▸ Job
Reproduce the following entries word for word, omitting the pictures from your answer.

▸ Available data

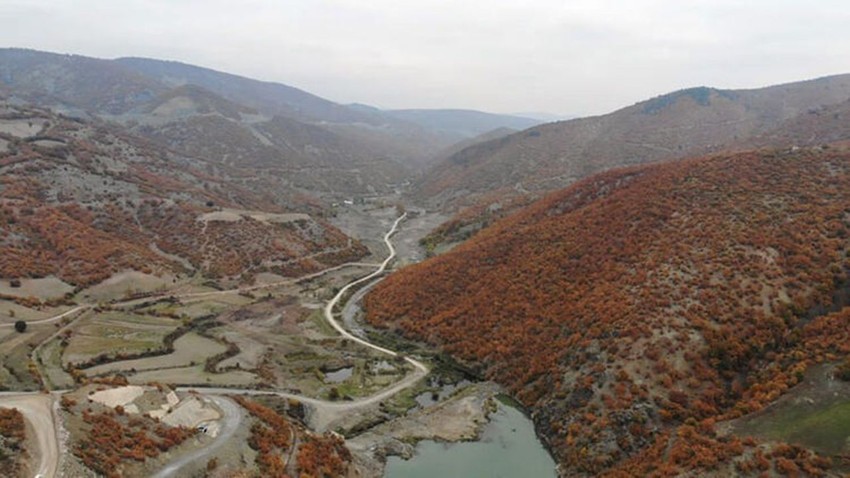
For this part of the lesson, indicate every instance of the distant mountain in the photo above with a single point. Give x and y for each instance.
(544, 117)
(637, 308)
(83, 200)
(684, 123)
(271, 98)
(223, 119)
(98, 85)
(462, 124)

▸ Response
For this part of the lesson, indicate every instance of the distant mountain in the photo above with a single point. Give x and y for each instance.
(544, 117)
(637, 308)
(83, 200)
(684, 123)
(271, 98)
(223, 119)
(98, 85)
(462, 124)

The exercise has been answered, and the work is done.